▸ **TEXTO FORNECIDO**:
○ ○ ○
Angela Merkel, mais
uma vez com medo dos eleitores, renega as suas promessas e elimina as partes
mais importantes da união bancária.
Rui Tavares* e Sven Giegold ** - Expresso, opinião
Estarão as eleições
alemãs a causar um déjà-vu na crise europeia? Em 2010, a chanceler Merkel
bloqueou uma intervenção decisiva contra a crise grega. O mundo assistiu
incrédulo. O seu receio do eleitor alemão transformou-se em pânico na Europa.
Este ano teremos de novo eleições na Alemanha. Merkel está a bloquear
intervenções decisivas contra a crise bancária na Europa do sul. O mundo
assiste, incrédulo. Será que o receio do eleitor alemão gerará mais pânico na
Europa?
No Outono passado
duas decisões acalmaram os mercados: o anúncio de Draghi de "fazer o que
for preciso" para controlar a crise das dívidas soberanas e a decisão do
Conselho relativa a uma união bancária. De facto, os bancos descapitalizados
tornaram-se no problema mais urgente da Europa. A falência de um grande banco
poderá provocar outro colapso do sector financeiro na Europa. Um resgate
bancário em grande escala, porém, poria em causa mesmo os orçamentos públicos
mais sólidos e levaria qualquer país a um risco de insolvência.
A reação geral tem
sido continuar a empurrar com a barriga: os bancos prolongam os prazos dos
empréstimos duvidosos em vez de conseguirem eliminá-los e os supervisores
bancários nacionais optam pela tolerância regulatória, temendo uma insolvência
bancária incontrolável. Esse comportamento vai levar ao ciclo vicioso bem
conhecido do Japão. Bancos "zombie", mais mortos do que vivos, não
concedem empréstimos a novas ideias ou negócios promissores. Apenas prolongam
os empréstimos existentes a empresas "zombie". Mais mortas do que
vivas, estas empresas reestruturaram a própria agonia em vez de investirem e
criarem novos empregos. Como consequência teremos duas décadas perdidas, tal
como no Japão.
Uma união bancária
quebraria este ciclo vicioso: uma nova agência europeia de supervisão não teria
medo de reconhecer as anteriores falhas regulatórias, forçando os bancos a
eliminar os maus empréstimos. No caso destes bancos se tornarem insolventes,
uma nova agência europeia de resolução bancária seria capaz, graças a uma nova
lei europeia de resolução bancária, de apresentar uma solução eficiente para os
bancos. No caso de haver setores sistemicamente relevantes de um banco que não
devessem ser encerrados, um novo fundo de resolução capitalizaria um
"banco bom" e encerraria um "banco mau" dentro da
instituição financeira em risco, separando assim o trigo do joio. Não haveria
nenhuma corrida aos depósitos nos bancos graças a um novo sistema europeu de
seguros de depósitos.
○ ○ ○
▸ **EXCERTOS DOS REGISTOS**:

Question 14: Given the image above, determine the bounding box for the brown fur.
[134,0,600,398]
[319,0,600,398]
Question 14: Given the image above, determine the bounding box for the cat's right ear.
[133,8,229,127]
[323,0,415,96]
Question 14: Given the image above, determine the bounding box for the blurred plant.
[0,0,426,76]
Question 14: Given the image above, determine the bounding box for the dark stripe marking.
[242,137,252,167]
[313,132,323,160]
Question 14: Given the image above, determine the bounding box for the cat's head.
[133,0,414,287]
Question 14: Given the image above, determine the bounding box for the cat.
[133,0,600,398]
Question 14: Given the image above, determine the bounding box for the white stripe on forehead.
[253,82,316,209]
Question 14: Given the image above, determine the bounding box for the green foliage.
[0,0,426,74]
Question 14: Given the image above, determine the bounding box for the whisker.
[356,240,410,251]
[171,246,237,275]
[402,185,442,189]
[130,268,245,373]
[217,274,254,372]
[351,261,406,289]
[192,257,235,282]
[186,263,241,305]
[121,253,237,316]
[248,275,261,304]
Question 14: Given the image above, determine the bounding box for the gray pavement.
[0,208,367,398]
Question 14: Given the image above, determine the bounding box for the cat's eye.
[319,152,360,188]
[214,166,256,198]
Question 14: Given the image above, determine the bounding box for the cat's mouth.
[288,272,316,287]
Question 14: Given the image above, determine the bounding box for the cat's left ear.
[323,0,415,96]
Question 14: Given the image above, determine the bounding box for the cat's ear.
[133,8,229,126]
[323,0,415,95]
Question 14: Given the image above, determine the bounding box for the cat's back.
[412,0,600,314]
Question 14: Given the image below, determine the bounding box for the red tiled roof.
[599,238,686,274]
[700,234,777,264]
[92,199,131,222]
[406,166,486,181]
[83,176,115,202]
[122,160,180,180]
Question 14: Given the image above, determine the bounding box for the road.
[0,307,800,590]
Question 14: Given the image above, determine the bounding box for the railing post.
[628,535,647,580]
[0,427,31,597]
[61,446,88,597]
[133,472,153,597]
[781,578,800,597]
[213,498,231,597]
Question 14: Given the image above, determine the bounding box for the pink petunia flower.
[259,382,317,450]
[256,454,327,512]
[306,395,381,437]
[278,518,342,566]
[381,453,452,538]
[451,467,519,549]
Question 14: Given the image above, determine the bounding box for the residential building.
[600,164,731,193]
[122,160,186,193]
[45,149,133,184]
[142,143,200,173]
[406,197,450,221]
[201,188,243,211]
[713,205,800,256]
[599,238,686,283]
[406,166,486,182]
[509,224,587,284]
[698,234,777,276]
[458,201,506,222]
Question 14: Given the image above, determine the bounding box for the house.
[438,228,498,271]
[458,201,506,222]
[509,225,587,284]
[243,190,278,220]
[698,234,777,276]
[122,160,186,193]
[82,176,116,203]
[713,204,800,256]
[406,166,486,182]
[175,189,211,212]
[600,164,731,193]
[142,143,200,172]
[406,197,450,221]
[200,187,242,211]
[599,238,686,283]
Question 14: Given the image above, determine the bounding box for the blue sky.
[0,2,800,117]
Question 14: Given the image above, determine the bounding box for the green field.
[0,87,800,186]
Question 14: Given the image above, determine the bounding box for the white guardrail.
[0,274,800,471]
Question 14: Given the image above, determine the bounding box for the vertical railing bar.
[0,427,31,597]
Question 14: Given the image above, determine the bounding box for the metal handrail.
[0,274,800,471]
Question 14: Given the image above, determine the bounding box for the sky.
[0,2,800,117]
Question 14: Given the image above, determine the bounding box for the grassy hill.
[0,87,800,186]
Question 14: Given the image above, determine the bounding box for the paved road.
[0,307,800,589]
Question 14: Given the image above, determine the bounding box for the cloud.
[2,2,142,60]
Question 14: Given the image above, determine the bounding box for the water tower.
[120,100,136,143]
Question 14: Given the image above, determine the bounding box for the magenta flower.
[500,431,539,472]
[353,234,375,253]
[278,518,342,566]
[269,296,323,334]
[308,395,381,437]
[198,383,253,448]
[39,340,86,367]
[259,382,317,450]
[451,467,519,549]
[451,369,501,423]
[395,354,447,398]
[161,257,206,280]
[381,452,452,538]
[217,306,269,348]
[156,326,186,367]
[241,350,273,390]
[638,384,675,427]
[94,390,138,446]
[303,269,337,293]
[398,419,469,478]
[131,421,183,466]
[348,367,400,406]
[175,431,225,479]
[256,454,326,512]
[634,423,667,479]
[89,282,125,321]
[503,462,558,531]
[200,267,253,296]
○ ○ ○
▸ **TAREFAS OBRIGATÓRIAS**:
A. Segundo o texto fornecido, em que ano a chanceler Merkel bloqueou uma intervenção decisiva contra a crise grega?
B. Copia dos registos, sem alterações, as linhas desde a que contém "the blurred plant." até à que contém "[0,0,426,74]", ambas incluídas.

▸ **RESPOSTAS COMPLETAS**:
A. Em 2010.

B.
Question 14: Given the image above, determine the bounding box for the blurred plant.
[0,0,426,76]
Question 14: Given the image above, determine the bounding box for the dark stripe marking.
[242,137,252,167]
[313,132,323,160]
Question 14: Given the image above, determine the bounding box for the cat's head.
[133,0,414,287]
Question 14: Given the image above, determine the bounding box for the cat.
[133,0,600,398]
Question 14: Given the image above, determine the bounding box for the white stripe on forehead.
[253,82,316,209]
Question 14: Given the image above, determine the bounding box for the green foliage.
[0,0,426,74]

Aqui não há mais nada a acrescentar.